REQUIRED WORK:
Which lines of the listing below contain the word "face"? Report each of them in full.

DATA EXCERPTS:
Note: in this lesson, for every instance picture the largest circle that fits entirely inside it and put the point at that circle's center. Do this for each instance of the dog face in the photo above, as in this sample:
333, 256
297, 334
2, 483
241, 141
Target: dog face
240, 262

TASK OUTPUT:
Note: in this lesson, for every instance picture the largest circle that fits entirely inside it and put the point at that circle's center. Do this for each instance of the dog face in the photo above, as in this sample:
Target: dog face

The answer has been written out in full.